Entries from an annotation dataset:
++++++++++

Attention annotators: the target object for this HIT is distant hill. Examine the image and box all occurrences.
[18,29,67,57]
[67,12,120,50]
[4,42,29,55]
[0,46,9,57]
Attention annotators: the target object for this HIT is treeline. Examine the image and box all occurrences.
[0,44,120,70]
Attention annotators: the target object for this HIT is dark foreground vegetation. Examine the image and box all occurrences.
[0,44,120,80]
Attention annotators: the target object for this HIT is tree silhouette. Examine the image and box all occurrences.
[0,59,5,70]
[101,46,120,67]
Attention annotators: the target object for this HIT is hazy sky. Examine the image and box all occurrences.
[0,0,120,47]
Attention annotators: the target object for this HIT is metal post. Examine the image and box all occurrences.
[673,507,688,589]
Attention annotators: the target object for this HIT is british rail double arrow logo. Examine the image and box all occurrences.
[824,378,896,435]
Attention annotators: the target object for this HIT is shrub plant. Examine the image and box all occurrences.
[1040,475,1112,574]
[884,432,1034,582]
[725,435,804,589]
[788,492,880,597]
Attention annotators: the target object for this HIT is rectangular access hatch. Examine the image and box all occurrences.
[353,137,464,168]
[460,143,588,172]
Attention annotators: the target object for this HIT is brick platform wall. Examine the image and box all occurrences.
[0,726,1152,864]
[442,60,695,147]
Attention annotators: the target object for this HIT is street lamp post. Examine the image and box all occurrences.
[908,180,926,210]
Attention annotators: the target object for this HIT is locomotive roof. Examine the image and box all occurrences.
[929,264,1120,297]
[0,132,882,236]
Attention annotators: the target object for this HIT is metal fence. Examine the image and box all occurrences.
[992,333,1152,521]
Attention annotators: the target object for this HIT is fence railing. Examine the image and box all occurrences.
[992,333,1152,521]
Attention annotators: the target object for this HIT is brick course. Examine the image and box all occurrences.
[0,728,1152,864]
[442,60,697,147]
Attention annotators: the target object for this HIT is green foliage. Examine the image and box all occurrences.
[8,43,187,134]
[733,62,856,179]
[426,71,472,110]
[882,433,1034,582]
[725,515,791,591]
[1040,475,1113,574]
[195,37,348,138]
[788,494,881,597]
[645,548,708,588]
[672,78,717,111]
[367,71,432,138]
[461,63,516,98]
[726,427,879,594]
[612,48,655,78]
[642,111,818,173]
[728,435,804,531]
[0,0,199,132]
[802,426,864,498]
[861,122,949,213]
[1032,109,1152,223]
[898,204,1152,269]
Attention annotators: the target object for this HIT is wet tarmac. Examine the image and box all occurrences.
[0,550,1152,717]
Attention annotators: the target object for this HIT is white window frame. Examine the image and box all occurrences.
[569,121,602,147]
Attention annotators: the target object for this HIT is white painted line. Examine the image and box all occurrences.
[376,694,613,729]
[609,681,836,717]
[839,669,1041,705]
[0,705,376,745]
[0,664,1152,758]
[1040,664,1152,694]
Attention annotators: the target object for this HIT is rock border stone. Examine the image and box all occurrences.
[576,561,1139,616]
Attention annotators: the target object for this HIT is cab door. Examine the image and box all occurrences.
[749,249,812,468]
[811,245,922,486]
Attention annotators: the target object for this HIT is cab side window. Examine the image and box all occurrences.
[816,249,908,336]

++++++++++

Task statement: Rewrite every one of the records above as a numbered list, omitting any blank lines.

The response:
1. Attention annotators: the target object for this HIT is distant hill. Examine the image and box all occurrences.
2. [18,29,67,57]
3. [67,12,120,50]
4. [4,42,29,55]
5. [0,46,9,57]
6. Attention annotators: the target object for this HIT is treeline. Examine the image and box all occurrences.
7. [0,44,120,70]
8. Attention annotators: the target object for this HIT is dark foreground vegetation. Examine the image and box all occurrences.
9. [0,44,120,80]
10. Attention annotators: the target object for this HIT is tree silhouette. Examine the image and box all occurrences.
11. [0,59,5,70]
12. [101,46,120,67]
13. Attention annotators: the target object for this HIT is hazy sky. Examine the image and box all occurrences.
14. [0,0,120,47]
15. Attention annotators: the target object for this HIT is metal post. Examine the image and box all occurrences.
16. [673,507,688,589]
17. Attention annotators: the target object for this HIT is british rail double arrow logo. Examine the image and box all occurrences.
18. [824,378,896,435]
19. Attention annotators: the target object for this HIT is shrub plant. Examine the image and box all occurrences.
20. [1040,475,1112,574]
21. [884,432,1034,582]
22. [725,435,804,589]
23. [788,492,880,597]
24. Attention annotators: the target object for this HIT is rectangular access hatch. Examine the image and box all occurrences.
25. [353,137,464,168]
26. [460,143,588,172]
27. Attention annotators: the target object for this HIT is brick platform wall. Examine the image and box all occurrences.
28. [0,726,1152,864]
29. [442,60,695,147]
30. Attention annotators: the target object for this HIT is street lamp post. Examine the image and box all occurrences.
31. [908,180,926,210]
32. Attention annotators: the target object for this HIT is locomotive roof. Examine the image and box all occurrences.
33. [929,264,1120,297]
34. [0,132,882,236]
35. Attention annotators: the target object for this HIT is metal fence. Examine the image and box all occurrences.
36. [992,333,1152,521]
37. Attention annotators: the target object for this HIT is fence railing. Examine the image and box all occurrences.
38. [992,333,1152,521]
39. Attention annotators: the target object for this HIT is brick course. Examine the image and box all occurrences.
40. [0,728,1152,864]
41. [442,60,697,147]
42. Attention annotators: the target object for this HIT is green foliage. Examine the image and box all occurrences.
43. [8,43,187,134]
44. [733,62,856,179]
45. [426,71,472,110]
46. [882,433,1034,582]
47. [725,515,791,591]
48. [1040,475,1113,574]
49. [195,37,348,138]
50. [788,494,881,597]
51. [645,548,708,588]
52. [672,78,717,111]
53. [367,71,432,138]
54. [461,63,516,98]
55. [726,427,879,594]
56. [612,48,655,78]
57. [642,111,818,173]
58. [728,435,804,531]
59. [0,0,199,132]
60. [802,426,864,498]
61. [861,122,949,213]
62. [1032,109,1152,223]
63. [898,204,1152,269]
64. Attention annotators: the target object for this HIT is wet tarmac. Examine the image and box all occurrences.
65. [0,550,1152,717]
66. Attention annotators: the target object for this HIT is white window frame. Examine the image and box all occurrences.
67. [569,121,602,147]
68. Attention annotators: the target object for this HIT is white painted line. Examine the image and box all occurrences.
69. [376,694,613,729]
70. [609,681,836,717]
71. [839,669,1041,705]
72. [0,705,376,745]
73. [0,664,1152,758]
74. [1040,664,1152,694]
75. Attention annotators: the target object for this HIT is rock border stone. Examine the image and box all occurrences.
76. [576,561,1139,616]
77. Attention annotators: the target object for this HIT is cab door. Examine the image and box all occurrences.
78. [749,249,812,468]
79. [811,245,922,486]
80. Attention annotators: the target object for this HIT is cab side window. Examine the image and box all occurrences.
81. [816,249,908,336]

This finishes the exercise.